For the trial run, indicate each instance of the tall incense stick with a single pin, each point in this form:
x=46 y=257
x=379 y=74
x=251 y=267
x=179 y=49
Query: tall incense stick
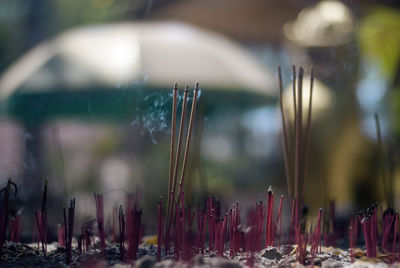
x=189 y=133
x=172 y=153
x=284 y=137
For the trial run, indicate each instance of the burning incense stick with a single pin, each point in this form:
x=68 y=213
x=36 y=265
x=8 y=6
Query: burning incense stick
x=301 y=136
x=172 y=153
x=285 y=136
x=189 y=134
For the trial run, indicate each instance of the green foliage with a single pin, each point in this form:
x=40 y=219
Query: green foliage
x=379 y=38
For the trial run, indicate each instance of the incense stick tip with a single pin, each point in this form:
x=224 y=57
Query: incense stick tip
x=270 y=191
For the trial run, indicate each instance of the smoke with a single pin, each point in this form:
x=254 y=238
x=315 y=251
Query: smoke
x=153 y=115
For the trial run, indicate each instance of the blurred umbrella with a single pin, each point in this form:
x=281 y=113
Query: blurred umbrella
x=329 y=23
x=99 y=63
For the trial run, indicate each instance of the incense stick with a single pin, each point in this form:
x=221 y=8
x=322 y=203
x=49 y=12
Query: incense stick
x=308 y=128
x=298 y=135
x=285 y=137
x=189 y=134
x=172 y=153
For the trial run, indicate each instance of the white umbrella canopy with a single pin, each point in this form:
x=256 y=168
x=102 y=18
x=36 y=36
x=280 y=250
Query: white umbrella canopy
x=152 y=53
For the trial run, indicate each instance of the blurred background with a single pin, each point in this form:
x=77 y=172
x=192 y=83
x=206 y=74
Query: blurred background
x=85 y=95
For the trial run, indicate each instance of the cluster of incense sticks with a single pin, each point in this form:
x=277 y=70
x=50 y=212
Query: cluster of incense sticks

----------

What is needed.
Reproduce all of the data above line for line, leaving out the pictures.

Solution for this problem.
For the trial run, indicate each instance of the tall incense stick with a single pin, each point in this form:
x=46 y=257
x=379 y=74
x=251 y=267
x=179 y=49
Query: tall incense stick
x=189 y=133
x=172 y=153
x=284 y=137
For the trial run, indicate each instance of the burning incense stick with a single pin, each point in this form:
x=68 y=213
x=36 y=265
x=8 y=6
Query: burning incense stick
x=301 y=136
x=172 y=153
x=285 y=136
x=189 y=134
For the trial run, indicate each instance of the green foliage with a single pin, each point in this form:
x=40 y=219
Query: green foliage
x=379 y=38
For the trial run, indicate each instance of the incense stick tip with a single pin, each point in this form:
x=224 y=57
Query: incense stick tip
x=270 y=191
For the trial run, indicate each instance of the smoke with a single pin, each point in this form:
x=254 y=238
x=315 y=251
Query: smoke
x=153 y=115
For the trial run, indicate each instance of the blurred umbrella with a single pin, each point in this form:
x=281 y=113
Query: blurred umbrella
x=329 y=23
x=99 y=63
For the trial run, indicate each instance of the incense stick with a single pin, each point in this form:
x=221 y=8
x=322 y=203
x=49 y=12
Query: incense stick
x=308 y=128
x=298 y=135
x=285 y=137
x=189 y=134
x=172 y=153
For the trial run, indicate each instance of the white umbrella canopy with a single pin, each point in this form:
x=256 y=168
x=102 y=18
x=36 y=36
x=280 y=250
Query: white umbrella canopy
x=152 y=53
For the trial run, indicate each instance of the blurred background with a single pin, each point in this form:
x=77 y=172
x=192 y=83
x=206 y=74
Query: blurred background
x=85 y=95
For the trial run, indicate each instance of the cluster of incense sticks with a single pin, each point in this form:
x=277 y=70
x=50 y=212
Query: cluster of incense sticks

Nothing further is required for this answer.